WHAT IS EXPECTED:
Copy out again, unchanged, the line that contains "Identify one point on each instance of the neck" and every line after it down to the last line of the data.
-=-=-
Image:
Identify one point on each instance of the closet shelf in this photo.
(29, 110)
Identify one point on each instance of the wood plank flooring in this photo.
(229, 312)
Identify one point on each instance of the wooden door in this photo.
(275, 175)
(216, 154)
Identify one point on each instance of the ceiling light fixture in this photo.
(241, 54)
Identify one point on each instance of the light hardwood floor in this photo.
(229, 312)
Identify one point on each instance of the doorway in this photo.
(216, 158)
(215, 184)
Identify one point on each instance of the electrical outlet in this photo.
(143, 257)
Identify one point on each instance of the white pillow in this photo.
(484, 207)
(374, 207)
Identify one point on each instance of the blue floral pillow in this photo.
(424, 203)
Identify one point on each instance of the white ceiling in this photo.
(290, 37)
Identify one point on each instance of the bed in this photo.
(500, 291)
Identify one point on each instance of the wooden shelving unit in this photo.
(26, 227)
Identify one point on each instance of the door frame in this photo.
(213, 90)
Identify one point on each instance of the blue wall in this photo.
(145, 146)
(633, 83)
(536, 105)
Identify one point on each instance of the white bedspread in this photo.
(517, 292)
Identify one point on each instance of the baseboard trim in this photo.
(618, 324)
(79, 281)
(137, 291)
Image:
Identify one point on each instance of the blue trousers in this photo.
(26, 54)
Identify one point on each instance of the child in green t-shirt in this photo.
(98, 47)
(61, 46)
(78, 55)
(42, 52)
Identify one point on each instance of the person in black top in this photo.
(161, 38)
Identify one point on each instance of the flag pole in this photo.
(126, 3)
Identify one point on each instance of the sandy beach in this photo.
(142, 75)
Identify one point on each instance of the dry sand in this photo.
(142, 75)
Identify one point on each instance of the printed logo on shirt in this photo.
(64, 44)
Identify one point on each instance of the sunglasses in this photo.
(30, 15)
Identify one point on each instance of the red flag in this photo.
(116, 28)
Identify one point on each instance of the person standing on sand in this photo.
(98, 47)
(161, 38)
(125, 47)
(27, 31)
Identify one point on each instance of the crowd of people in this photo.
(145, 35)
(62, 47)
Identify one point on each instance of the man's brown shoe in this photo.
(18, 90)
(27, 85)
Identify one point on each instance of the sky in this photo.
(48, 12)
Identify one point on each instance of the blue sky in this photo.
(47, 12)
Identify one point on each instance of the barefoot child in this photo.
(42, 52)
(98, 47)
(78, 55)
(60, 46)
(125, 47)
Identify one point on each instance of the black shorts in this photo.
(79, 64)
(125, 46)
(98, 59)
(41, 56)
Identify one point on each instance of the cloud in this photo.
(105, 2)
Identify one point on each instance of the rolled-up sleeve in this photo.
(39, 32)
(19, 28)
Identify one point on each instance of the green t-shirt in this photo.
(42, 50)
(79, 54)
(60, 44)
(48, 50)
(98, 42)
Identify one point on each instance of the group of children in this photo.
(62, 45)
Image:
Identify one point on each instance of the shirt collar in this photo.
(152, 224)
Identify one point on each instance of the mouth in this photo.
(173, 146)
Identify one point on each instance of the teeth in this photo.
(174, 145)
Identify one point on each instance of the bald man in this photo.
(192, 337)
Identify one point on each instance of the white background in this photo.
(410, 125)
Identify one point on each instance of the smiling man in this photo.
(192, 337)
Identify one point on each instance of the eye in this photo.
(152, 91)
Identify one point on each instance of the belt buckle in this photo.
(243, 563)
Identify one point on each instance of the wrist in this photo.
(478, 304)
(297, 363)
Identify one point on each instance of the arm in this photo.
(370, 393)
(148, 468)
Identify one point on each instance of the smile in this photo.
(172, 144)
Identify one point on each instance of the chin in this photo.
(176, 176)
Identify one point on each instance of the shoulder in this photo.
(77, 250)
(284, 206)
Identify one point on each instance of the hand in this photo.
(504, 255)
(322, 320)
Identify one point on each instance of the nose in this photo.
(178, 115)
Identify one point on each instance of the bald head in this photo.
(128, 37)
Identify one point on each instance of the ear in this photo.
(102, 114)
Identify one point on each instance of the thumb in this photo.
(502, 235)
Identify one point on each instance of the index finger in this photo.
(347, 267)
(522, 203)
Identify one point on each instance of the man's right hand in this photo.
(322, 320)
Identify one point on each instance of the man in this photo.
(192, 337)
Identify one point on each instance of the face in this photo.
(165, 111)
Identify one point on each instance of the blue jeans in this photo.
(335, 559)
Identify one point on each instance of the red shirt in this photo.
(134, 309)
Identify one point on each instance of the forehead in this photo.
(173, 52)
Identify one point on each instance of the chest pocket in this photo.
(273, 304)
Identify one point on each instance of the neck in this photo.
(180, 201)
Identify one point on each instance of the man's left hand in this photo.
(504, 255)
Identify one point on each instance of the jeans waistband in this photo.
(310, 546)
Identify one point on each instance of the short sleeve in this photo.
-=-=-
ANSWER TO THIS TASK:
Identify one point on each instance of the neck in this photo.
(180, 201)
Identify one point on each instance of the man's left hand in this photo.
(504, 255)
Identify one point on each instance of the jeans waistband in this photo.
(310, 546)
Identify one point on each instance of the short sleeve in this photo.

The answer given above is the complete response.